>> begin Records for the task
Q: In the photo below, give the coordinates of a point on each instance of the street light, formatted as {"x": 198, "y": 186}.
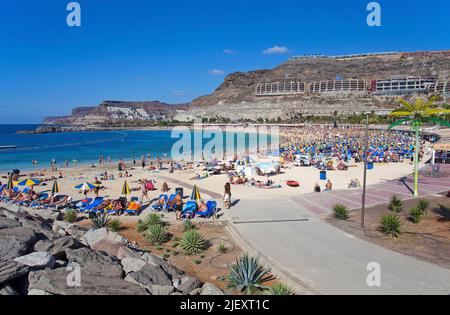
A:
{"x": 366, "y": 149}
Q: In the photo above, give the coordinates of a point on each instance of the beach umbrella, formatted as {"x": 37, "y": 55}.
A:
{"x": 55, "y": 188}
{"x": 195, "y": 195}
{"x": 29, "y": 182}
{"x": 85, "y": 186}
{"x": 10, "y": 184}
{"x": 125, "y": 189}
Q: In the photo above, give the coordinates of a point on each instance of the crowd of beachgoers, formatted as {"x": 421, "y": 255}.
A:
{"x": 129, "y": 187}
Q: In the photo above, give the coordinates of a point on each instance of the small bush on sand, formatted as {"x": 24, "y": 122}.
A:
{"x": 340, "y": 211}
{"x": 70, "y": 216}
{"x": 415, "y": 215}
{"x": 156, "y": 235}
{"x": 423, "y": 205}
{"x": 396, "y": 204}
{"x": 390, "y": 225}
{"x": 193, "y": 243}
{"x": 115, "y": 225}
{"x": 279, "y": 289}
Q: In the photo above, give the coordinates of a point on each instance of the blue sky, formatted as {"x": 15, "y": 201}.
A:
{"x": 177, "y": 50}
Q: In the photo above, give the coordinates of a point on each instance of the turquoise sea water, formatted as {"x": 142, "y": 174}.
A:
{"x": 85, "y": 147}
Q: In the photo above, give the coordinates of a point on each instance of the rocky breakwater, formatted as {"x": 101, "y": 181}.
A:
{"x": 42, "y": 255}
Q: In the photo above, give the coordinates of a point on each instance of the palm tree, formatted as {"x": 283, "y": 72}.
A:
{"x": 417, "y": 114}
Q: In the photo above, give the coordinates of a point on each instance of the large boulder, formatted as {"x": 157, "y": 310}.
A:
{"x": 186, "y": 284}
{"x": 58, "y": 246}
{"x": 171, "y": 270}
{"x": 131, "y": 264}
{"x": 7, "y": 223}
{"x": 95, "y": 262}
{"x": 149, "y": 275}
{"x": 211, "y": 289}
{"x": 10, "y": 270}
{"x": 16, "y": 242}
{"x": 37, "y": 260}
{"x": 61, "y": 282}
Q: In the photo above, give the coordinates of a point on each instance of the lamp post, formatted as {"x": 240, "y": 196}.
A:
{"x": 366, "y": 149}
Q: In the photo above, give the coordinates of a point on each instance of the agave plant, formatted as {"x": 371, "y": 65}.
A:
{"x": 417, "y": 114}
{"x": 279, "y": 289}
{"x": 70, "y": 216}
{"x": 193, "y": 243}
{"x": 188, "y": 225}
{"x": 340, "y": 211}
{"x": 247, "y": 275}
{"x": 100, "y": 220}
{"x": 396, "y": 204}
{"x": 151, "y": 219}
{"x": 156, "y": 235}
{"x": 390, "y": 225}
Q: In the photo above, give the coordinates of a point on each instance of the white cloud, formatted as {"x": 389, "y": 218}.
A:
{"x": 216, "y": 72}
{"x": 230, "y": 52}
{"x": 276, "y": 50}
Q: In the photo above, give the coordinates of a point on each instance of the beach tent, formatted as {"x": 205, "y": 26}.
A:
{"x": 55, "y": 188}
{"x": 10, "y": 184}
{"x": 125, "y": 189}
{"x": 195, "y": 195}
{"x": 85, "y": 186}
{"x": 29, "y": 182}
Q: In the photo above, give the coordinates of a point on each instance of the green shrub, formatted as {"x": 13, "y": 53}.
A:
{"x": 115, "y": 225}
{"x": 415, "y": 215}
{"x": 423, "y": 205}
{"x": 247, "y": 275}
{"x": 100, "y": 220}
{"x": 222, "y": 248}
{"x": 188, "y": 225}
{"x": 396, "y": 204}
{"x": 70, "y": 216}
{"x": 390, "y": 225}
{"x": 156, "y": 235}
{"x": 340, "y": 211}
{"x": 193, "y": 243}
{"x": 279, "y": 289}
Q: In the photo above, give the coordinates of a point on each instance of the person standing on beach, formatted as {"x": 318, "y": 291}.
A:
{"x": 227, "y": 196}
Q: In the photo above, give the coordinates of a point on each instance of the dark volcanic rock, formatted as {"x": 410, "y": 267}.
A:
{"x": 95, "y": 262}
{"x": 7, "y": 223}
{"x": 56, "y": 282}
{"x": 16, "y": 242}
{"x": 58, "y": 247}
{"x": 10, "y": 270}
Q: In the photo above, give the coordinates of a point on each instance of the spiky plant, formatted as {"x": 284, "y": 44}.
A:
{"x": 70, "y": 216}
{"x": 279, "y": 289}
{"x": 396, "y": 204}
{"x": 222, "y": 248}
{"x": 100, "y": 220}
{"x": 188, "y": 225}
{"x": 390, "y": 225}
{"x": 248, "y": 275}
{"x": 193, "y": 243}
{"x": 423, "y": 205}
{"x": 415, "y": 215}
{"x": 340, "y": 211}
{"x": 115, "y": 225}
{"x": 417, "y": 114}
{"x": 156, "y": 235}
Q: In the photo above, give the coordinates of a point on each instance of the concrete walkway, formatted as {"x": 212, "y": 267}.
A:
{"x": 291, "y": 236}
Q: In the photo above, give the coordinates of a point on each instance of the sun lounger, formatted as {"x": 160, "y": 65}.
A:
{"x": 189, "y": 209}
{"x": 133, "y": 208}
{"x": 97, "y": 202}
{"x": 160, "y": 207}
{"x": 212, "y": 206}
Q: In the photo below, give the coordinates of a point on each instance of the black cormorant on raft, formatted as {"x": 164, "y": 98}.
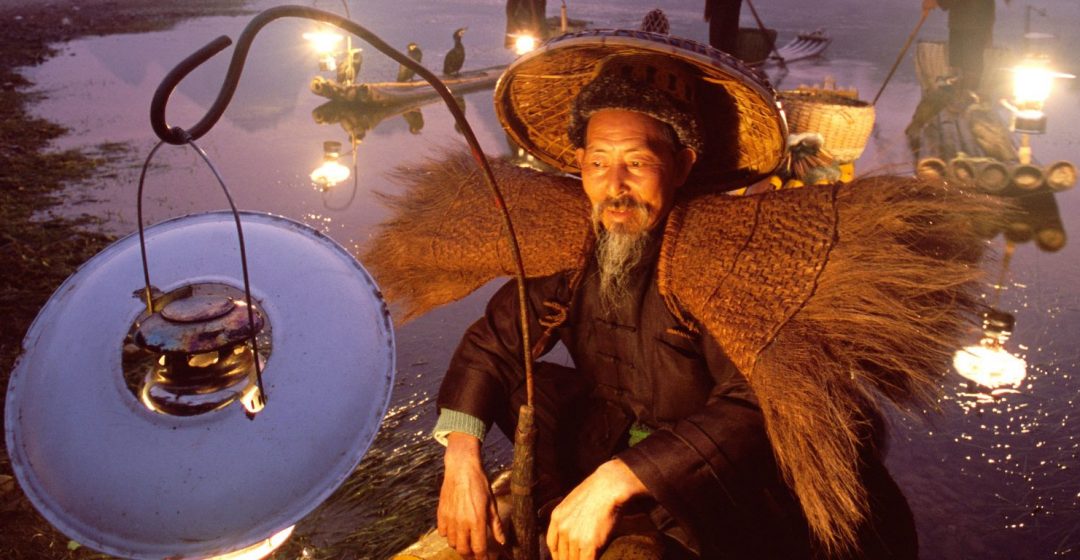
>> end Records for the task
Please tally how many of the lines above contain the string "below", matching case, and give only the number.

2